Trace LLM calls with wrap_openai

The simplest way to trace LLM calls is to wrap your OpenAI client. Every call through the wrapped client automatically creates a span in Braintrust with inputs, outputs, token counts, and latency.

from braintrust import wrap_openai
from openai import AsyncOpenAI

# Wrap the client - all calls are now traced
# max_retries=0 because Temporal handles retries
client = wrap_openai(AsyncOpenAI(max_retries=0))

Use this client in your Activities:

from temporalio import activity

@activity.defn
async def invoke_model(prompt: str) -> str:
client = wrap_openai(AsyncOpenAI(max_retries=0))

response = await client.chat.completions.create(
model="gpt-4o",
messages=[
{"role": "system", "content": "You are a helpful assistant."},
{"role": "user", "content": prompt},
],
)

return response.choices[0].message.content

After running a Workflow, you'll see a trace hierarchy in Braintrust:

my-workflow-request (client span)

◆ Tasks to perform ◆
1. In the tracing passage, why is the OpenAI client created with max_retries=0?
2. Copy the tracing passage word for word, between "The simplest way" and "counts, and latency.", inclusive.
3. Do these statements agree with the tracing passage? For each, answer yes or no and quote the words from the passage that decide it.
(a) Each call made through the wrapped client creates a span that includes token counts.
(b) The Activity example calls the model "gpt-4o-mini".
(c) The trace hierarchy appears in Braintrust before a Workflow is run.

◆ Data for review ◆
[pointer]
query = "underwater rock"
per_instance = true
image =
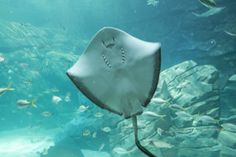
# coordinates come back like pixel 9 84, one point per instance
pixel 188 96
pixel 188 83
pixel 227 152
pixel 228 101
pixel 229 127
pixel 227 138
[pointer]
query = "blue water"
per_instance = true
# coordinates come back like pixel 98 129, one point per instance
pixel 41 39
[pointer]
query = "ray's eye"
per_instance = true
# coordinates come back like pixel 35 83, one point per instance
pixel 123 58
pixel 108 64
pixel 109 44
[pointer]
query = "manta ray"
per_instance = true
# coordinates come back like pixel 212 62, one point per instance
pixel 119 73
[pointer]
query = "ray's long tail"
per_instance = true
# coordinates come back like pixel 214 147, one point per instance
pixel 143 149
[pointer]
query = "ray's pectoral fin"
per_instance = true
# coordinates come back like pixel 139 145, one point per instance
pixel 119 73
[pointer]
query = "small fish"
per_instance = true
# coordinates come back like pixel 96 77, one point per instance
pixel 86 133
pixel 67 97
pixel 153 114
pixel 122 151
pixel 161 144
pixel 101 147
pixel 210 12
pixel 230 33
pixel 56 99
pixel 94 135
pixel 82 108
pixel 106 129
pixel 229 127
pixel 160 131
pixel 158 100
pixel 1 58
pixel 153 2
pixel 208 3
pixel 26 103
pixel 46 114
pixel 98 115
pixel 8 88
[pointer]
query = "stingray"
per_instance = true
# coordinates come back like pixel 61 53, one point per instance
pixel 119 73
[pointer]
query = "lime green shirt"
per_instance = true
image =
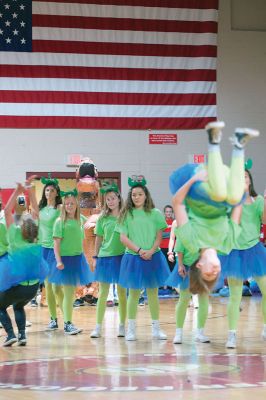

◆ Answers to the problems ◆
1. Because Temporal handles retries.

2.
The simplest way to trace LLM calls is to wrap your OpenAI client. Every call through the wrapped client automatically creates a span in Braintrust with inputs, outputs, token counts, and latency.

3.
(a) Yes: "Every call through the wrapped client automatically creates a span in Braintrust with inputs, outputs, token counts, and latency."
(b) No: "model="gpt-4o","
(c) No: "After running a Workflow, you'll see a trace hierarchy in Braintrust"